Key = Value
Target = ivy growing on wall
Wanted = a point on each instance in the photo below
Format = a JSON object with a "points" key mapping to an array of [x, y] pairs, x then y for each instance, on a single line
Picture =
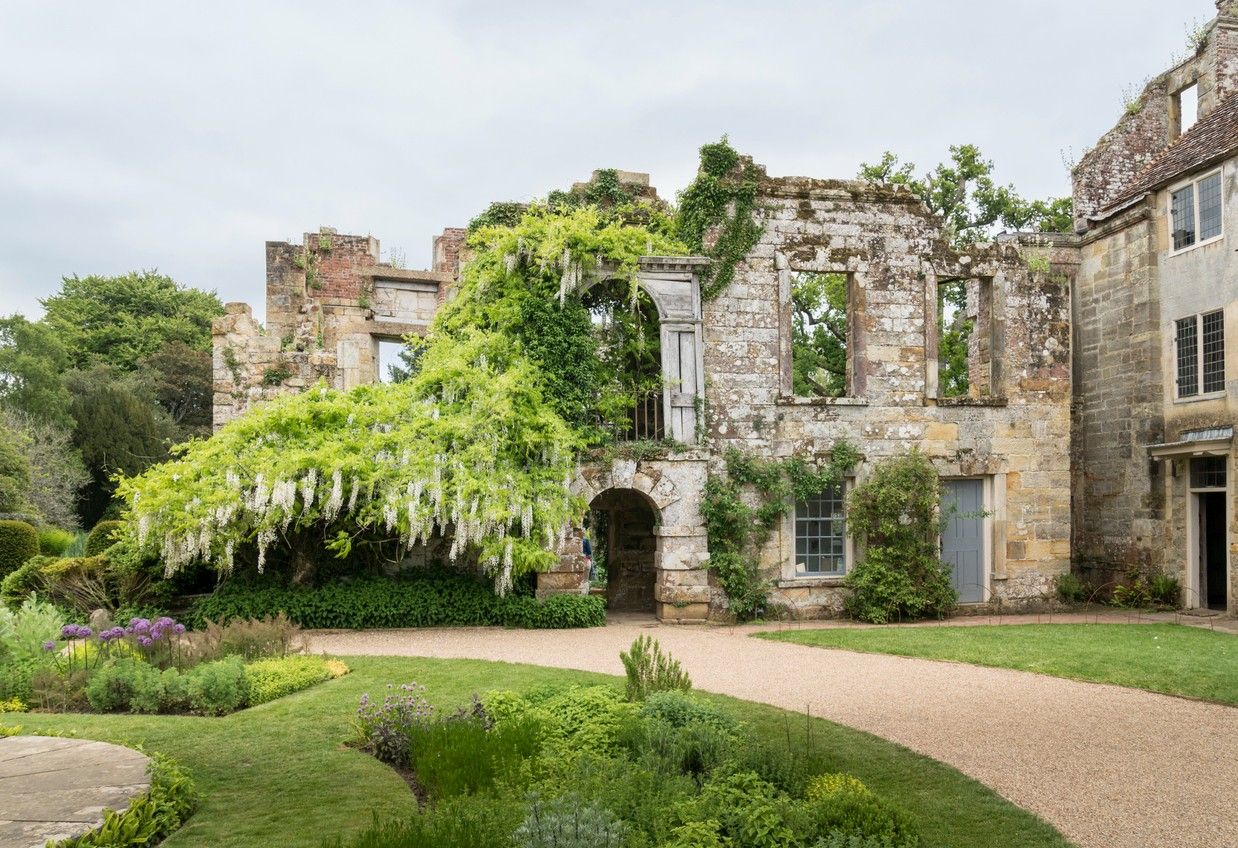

——

* _Required work_: Retype all the lines above word for word, leaving out the picture.

* _The answer_:
Key = Value
Target = ivy growing on wall
Wanted = a point on each instance in the photo below
Format = a JSON object with a "points" key mapping to an array of [x, y] pairs, x then y for each instance, on a single line
Picture =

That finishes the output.